Exercise description — Repeat every record below exactly as it appears.

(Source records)
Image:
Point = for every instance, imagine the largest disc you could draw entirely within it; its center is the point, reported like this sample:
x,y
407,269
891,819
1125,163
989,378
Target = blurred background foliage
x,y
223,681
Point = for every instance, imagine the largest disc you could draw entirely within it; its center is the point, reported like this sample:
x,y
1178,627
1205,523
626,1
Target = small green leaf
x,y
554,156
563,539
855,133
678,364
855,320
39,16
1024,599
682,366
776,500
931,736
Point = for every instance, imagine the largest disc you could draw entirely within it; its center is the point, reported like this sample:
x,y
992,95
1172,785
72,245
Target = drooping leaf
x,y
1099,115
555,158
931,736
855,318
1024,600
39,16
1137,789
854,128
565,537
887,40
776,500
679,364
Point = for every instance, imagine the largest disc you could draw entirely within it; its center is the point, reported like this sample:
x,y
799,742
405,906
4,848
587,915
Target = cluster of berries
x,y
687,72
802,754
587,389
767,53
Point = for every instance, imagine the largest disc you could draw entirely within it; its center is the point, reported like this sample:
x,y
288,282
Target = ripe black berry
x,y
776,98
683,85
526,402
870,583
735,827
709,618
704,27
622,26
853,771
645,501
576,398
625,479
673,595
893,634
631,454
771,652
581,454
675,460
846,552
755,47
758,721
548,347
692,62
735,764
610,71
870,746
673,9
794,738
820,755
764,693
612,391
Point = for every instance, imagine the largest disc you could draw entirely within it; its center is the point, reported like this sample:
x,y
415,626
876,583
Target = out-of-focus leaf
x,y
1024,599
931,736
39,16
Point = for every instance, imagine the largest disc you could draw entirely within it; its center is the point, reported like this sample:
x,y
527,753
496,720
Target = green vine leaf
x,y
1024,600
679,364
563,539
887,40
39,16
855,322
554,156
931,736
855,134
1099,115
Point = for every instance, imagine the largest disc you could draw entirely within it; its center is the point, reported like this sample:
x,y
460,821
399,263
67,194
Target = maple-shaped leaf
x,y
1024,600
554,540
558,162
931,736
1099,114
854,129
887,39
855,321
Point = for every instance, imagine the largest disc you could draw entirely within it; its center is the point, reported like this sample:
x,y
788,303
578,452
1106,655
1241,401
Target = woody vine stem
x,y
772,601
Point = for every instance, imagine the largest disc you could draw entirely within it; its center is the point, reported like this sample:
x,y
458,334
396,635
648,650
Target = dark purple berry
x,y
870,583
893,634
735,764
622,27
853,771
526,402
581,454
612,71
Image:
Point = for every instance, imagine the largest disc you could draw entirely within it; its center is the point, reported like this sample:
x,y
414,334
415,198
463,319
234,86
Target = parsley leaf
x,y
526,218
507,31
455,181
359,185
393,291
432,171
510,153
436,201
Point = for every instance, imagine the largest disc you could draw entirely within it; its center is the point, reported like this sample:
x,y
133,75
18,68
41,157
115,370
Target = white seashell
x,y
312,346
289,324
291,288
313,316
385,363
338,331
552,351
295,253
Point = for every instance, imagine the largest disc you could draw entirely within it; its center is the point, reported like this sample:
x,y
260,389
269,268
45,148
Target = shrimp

Your solution —
Image:
Point = for every instance, imagine the largest disc you could draw entirely within it; its center is the point, reported like this sample:
x,y
407,269
891,819
1125,163
989,378
Target = blurred background foliage
x,y
223,681
Point = for every instance, imagine the largest disc you could draw entirely within it; its center is the point, reported like this sample:
x,y
1178,627
1205,523
626,1
Target = small green leaf
x,y
554,156
563,539
855,133
678,364
855,320
39,16
1024,599
682,366
776,500
931,736
Point = for every instance, imagine the largest disc you could draw entirely within it; its center is the point, reported like this sample:
x,y
992,95
1172,785
72,245
Target = drooping leaf
x,y
1099,115
555,158
931,736
855,318
1024,600
39,16
1137,789
854,128
565,537
887,40
776,500
679,364
Point = for every instance, imagine the largest disc you could draw entirely within it; its center is the point, reported like this sample:
x,y
799,742
405,906
4,848
587,915
Target = cluster of berries
x,y
687,72
802,754
587,389
767,53
Point = for every instance, imagine the largest disc you could draw entirely within it; its center is the point, reported like this sample:
x,y
288,282
Target = ripe black berry
x,y
776,98
683,85
526,402
870,583
735,827
709,618
704,27
622,26
853,771
645,501
576,398
625,479
673,595
893,634
631,454
771,652
581,454
675,460
846,552
755,47
758,721
548,347
692,62
735,764
610,71
870,746
673,9
794,738
820,755
764,693
612,391
Point = for every instance, imagine the largest disc you could draw entirely within it; its center is the point, reported like this sample:
x,y
415,626
876,583
Target = out-of-focus leaf
x,y
1024,599
931,736
39,16
Point = for every instance, imagine the largest disc you could draw entirely within it; its center is the point, reported like this sample:
x,y
527,753
496,720
Target = green vine leaf
x,y
1024,600
679,364
563,539
887,40
39,16
855,322
554,156
931,736
855,134
1099,115
Point = for every instance, imagine the largest disc you could draw entirely within it; its center is the point, reported like this sample:
x,y
460,821
399,263
67,194
Target = maple-shaped leaf
x,y
1024,600
554,540
558,162
931,736
1099,114
854,129
887,39
855,321
Point = for every instance, imagine the largest disc you could draw entirely within it; its center is the point, reported like this sample:
x,y
788,303
578,452
1106,655
1241,401
Target = woody vine stem
x,y
772,601
Point = for every instance, imagine the largest disc you could draw entirely within it; its center is the point, reported like this sample:
x,y
458,334
396,635
648,650
Target = dark purple berry
x,y
870,583
893,634
735,764
622,27
853,771
526,402
581,454
612,71
Image:
Point = for every instance, imagine the largest disc you could draw entirely within it; its center is the point, reported like this sample:
x,y
414,334
415,198
463,319
234,86
Target = parsley leaf
x,y
526,218
507,31
455,181
359,185
393,291
432,171
510,153
436,201
Point = for every instance, imagine the largest disc you could draw entirely within it; its center is the point, reported like this sample:
x,y
133,75
18,68
41,157
115,370
Target = white seashell
x,y
312,346
289,324
291,288
313,316
385,363
338,331
552,351
295,253
Point = for every instance, imagine the largest disc you could draw entirely within it; its center is the point, reported like this sample:
x,y
260,389
269,268
45,148
Target = shrimp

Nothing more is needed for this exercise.